» Aufgabe
Wie bestimmt der folgende Textauszug über Demut, was Demut ist?

» Textauszug

· · · · ·

Jesu Urteil ist eindeutig. Und damit auch seine Botschaft an uns.
So mit sich zufrieden und so fertig mit allen anderen dürfen Jesu Jünger auf keinen Fall werden. Denn wer sich selbst erhöht, der wird erniedrigt werden; und wer sich selbst erniedrigt, der wird erhöht werden. Wir würden bei Gott keine Anerkennung finden, sondern zu denen gehören, die sich selbst erhöhen und von Gott erniedrigt werden.

Was heißt das für uns?
Eine Haltung der Demut, die um die eigene Unzulänglichkeit weiß, steht uns gut zu Gesicht. Denn Demut ist das Bewusstsein des unendlichen Zurückbleibens hinter der erstrebten Vollkommenheit. Demut verleiht uns einen liebevollen und barmherzigen Blick auf uns selbst und die anderen. Ich denke, es lohnt sich um Demut zu bitten, denn Demut ist ein wesentlicher Schlüssel zum Gelingen des eigenen Berufes und vor allen Dingen auch des Zusammenlebens in der Gemeinde. Selig, wer sich vor Untergebenen so demütig benimmt, wie wenn er vor seinen Oberen und Herren stünde, sagt schon Franz von Assisi
„Der Welt Schlüssel heißt Demut, ohne ihn ist alles Klopfen, Horchen, Spähen umsonst", mahnt Christian Morgenstern und wendet sich damit an den forschenden, die Welt analysierenden und damit auch beherrschenden Menschen, dessen vernünftige Grundhaltung von Demut geprägt sein sollte.

· · · · ·

» Rohdaten
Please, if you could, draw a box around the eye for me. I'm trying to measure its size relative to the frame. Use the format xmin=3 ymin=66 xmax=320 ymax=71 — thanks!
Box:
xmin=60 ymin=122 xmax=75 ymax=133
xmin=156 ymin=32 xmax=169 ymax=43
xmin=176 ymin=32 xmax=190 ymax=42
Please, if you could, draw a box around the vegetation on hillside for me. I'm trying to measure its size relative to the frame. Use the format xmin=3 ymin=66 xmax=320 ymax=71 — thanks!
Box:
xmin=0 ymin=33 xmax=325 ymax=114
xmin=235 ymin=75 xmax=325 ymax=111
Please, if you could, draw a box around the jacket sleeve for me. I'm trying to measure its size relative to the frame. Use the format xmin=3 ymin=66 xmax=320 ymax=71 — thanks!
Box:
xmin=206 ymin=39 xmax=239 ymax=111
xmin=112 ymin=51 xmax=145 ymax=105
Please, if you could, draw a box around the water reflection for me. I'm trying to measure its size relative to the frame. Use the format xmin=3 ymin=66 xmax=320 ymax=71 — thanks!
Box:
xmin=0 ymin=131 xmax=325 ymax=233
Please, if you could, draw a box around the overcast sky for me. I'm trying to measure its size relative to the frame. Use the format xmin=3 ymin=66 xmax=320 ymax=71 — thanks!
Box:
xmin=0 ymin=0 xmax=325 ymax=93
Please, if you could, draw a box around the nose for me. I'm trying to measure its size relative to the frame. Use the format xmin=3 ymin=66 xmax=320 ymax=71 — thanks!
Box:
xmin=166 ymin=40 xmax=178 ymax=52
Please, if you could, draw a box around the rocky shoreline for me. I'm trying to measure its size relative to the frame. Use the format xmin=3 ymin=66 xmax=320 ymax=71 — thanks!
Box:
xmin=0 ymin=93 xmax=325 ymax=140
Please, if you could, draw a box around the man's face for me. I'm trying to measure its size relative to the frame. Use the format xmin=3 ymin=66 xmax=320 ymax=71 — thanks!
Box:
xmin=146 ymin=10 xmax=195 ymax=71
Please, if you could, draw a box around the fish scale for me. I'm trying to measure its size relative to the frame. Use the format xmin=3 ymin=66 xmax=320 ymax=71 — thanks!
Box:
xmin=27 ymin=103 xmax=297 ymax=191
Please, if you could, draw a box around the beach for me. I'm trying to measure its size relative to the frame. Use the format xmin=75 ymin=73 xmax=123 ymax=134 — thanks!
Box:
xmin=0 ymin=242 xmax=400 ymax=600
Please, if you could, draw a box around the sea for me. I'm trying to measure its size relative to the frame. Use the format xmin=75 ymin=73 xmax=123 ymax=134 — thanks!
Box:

· · · · ·

» Antwort
Demut ist das Bewusstsein des unendlichen Zurückbleibens hinter der erstrebten Vollkommenheit.